── DATA SHOWN ──

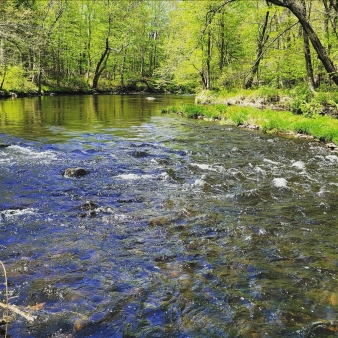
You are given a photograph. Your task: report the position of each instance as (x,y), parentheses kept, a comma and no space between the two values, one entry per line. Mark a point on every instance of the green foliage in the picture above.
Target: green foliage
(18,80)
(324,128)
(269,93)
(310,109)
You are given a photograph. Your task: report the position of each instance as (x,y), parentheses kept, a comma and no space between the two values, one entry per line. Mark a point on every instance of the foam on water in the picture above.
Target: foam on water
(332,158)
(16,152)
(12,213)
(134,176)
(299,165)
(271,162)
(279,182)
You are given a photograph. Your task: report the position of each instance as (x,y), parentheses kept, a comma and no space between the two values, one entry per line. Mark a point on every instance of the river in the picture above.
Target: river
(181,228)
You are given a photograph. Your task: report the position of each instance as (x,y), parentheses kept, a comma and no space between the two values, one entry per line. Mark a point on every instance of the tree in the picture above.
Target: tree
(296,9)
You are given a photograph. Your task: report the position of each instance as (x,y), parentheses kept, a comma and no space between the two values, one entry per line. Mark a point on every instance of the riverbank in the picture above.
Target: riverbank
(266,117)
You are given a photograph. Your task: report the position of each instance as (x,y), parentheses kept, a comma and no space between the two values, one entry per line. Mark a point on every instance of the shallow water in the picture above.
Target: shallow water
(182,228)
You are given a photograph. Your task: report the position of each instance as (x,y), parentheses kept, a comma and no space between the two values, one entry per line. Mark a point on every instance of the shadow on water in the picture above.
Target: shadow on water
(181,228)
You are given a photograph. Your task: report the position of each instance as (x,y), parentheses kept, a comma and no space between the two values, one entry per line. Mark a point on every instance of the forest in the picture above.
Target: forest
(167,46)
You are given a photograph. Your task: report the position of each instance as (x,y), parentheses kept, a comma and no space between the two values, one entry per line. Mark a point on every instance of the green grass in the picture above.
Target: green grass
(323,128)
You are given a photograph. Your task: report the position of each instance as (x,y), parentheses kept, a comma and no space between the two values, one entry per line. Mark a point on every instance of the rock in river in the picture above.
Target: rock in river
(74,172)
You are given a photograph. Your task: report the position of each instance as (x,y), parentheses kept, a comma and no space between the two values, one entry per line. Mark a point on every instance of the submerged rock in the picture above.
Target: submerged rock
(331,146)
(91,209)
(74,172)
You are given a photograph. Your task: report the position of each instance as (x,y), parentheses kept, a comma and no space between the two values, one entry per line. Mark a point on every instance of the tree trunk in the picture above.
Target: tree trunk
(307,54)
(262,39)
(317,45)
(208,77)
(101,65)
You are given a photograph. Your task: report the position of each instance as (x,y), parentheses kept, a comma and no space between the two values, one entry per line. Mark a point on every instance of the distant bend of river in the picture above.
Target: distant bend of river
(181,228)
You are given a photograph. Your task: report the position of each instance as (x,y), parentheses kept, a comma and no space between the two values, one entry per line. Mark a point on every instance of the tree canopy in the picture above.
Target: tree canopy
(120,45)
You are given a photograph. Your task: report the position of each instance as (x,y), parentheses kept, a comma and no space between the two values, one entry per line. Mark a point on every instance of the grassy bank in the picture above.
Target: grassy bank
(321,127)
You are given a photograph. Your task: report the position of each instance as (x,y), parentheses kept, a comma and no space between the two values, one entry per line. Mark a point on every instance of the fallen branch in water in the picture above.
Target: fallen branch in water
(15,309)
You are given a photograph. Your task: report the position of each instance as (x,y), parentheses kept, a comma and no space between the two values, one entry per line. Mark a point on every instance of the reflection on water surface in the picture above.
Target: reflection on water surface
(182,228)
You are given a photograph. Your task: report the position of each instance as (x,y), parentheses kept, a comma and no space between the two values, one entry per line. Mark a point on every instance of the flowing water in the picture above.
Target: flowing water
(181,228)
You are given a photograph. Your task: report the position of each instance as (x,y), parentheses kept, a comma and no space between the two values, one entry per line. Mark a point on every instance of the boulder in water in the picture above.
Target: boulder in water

───

## WORK INSTRUCTIONS
Looking at the records above, count the lines with the word "boulder" in them; reply with the number only.

## EXPECTED OUTPUT
2